Extrait du document.
▼▼▼

Les attaques contre le journalisme d'investigation passent aussi par le portefeuille... Triste symbole, au moment de l'annonce de cette plainte du gouvernement, on apprenait par ailleurs une mesure de rétorsion économique envers le journal Le Monde. Cette fois issue d'un groupe privé : Bernard Arnault a décidé d'annuler toutes les pages de publicité dans le Monde jusqu'à la fin de l'année. Le milliardaire, furieux d'avoir figuré dans l'enquête sur l'optimisation fiscale, dossier dit des Paradise Papers, supprime ainsi l'équivalent de 600 000 euros de recette pour le journal. Menaces économiques et menaces judiciaires donc.  

Quel rôle pour la presse ? 

Cependant, les deux cas ne sont pas à mettre sur le même plan. La plainte du gouvernement ne vise pas tant à faire peur à la presse qu'à faire taire les sources. Par la crainte. Par l'exemple. Par la sanction, au sein de l'administration. Alors posons la question directement : dans la démocratie rêvée du président, les journalistes doivent-ils se cantonner à commenter des communiqués ?   

La presse doit-elle se voir éloignée manu militari par des hommes en civil, comme cela s'est passé hier à Tourcoing pour notre confrère de France 5 ? Impossible pour lui d'approcher le chef de l’État afin de lui poser une question, comme si le thaumaturge dont nous parlions hier irradiait les alentours de sa sacralité.

▲▲▲

Liste de données.
▼▼▼

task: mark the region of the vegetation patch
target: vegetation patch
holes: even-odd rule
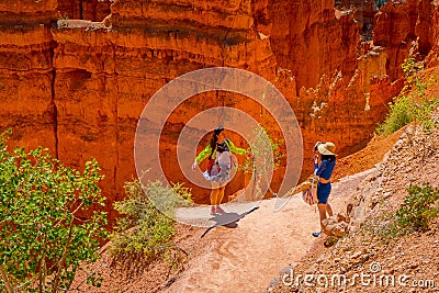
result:
[[[0,291],[68,291],[106,238],[106,214],[93,211],[104,205],[100,168],[92,159],[75,170],[41,147],[9,151],[7,135],[0,135]],[[93,274],[87,281],[99,285]]]
[[[117,219],[111,235],[112,253],[119,258],[143,258],[147,263],[166,259],[179,264],[181,249],[172,240],[175,221],[166,214],[175,212],[181,200],[191,202],[190,190],[182,184],[168,187],[160,180],[146,185],[135,180],[125,183],[125,191],[127,198],[114,204],[124,217]],[[166,205],[166,214],[154,205],[151,199]]]
[[[413,58],[404,61],[403,69],[407,84],[390,103],[390,113],[383,124],[379,125],[376,131],[379,134],[390,135],[413,121],[419,122],[425,131],[438,126],[432,114],[439,106],[439,100],[434,94],[429,94],[437,84],[437,77],[432,76],[425,80],[419,74],[424,69],[424,64],[415,63]]]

▲▲▲

Question courte A.
Répondez à ces questions sur l'extrait consacré aux pressions sur la presse :
(i) À combien s'élève la recette que Bernard Arnault supprime au journal Le Monde ?
(ii) Qui la plainte du gouvernement cherche-t-elle surtout à faire taire ?
(iii) Dans quelle ville un journaliste de France 5 a-t-il été tenu à l'écart du chef de l'État ?
Question courte B.
Donnez la suite de l'extrait sur les pressions exercées contre la presse, après sa dernière phrase.
La liste constitue un matériau distinct de l'extrait.

Réponse attendue A.
(i) L'équivalent de 600 000 euros.
(ii) Les sources.
(iii) À Tourcoing.

Réponse attendue B.
Enfin, la presse doit-elle subir des interrogatoires policiers, comme ce fut le cas pendant deux heures ce week-end à Briançon dans les Hautes-Alpes ? Une journaliste suisse du quotidien Le Temps, qui enquêtait sur la route des migrants, a été retenue par les forces de l'ordre et a subi des intimidations. Son journal demande des excuses officielles à la France. Sans réponses jusqu'ici. 

Nul corporatisme en dressant la liste de ces dérives. On ne s'est d'ailleurs jamais empêché d'épingler les confrères ou les consœurs ici ou là... Mais en l'occurrence, ce qui est en jeu c'est moins le confort de la presse que le droit à l'information, ce flux qui irrigue le corps social, cette évidence dans une démocratie mature... bienveillante et moderne.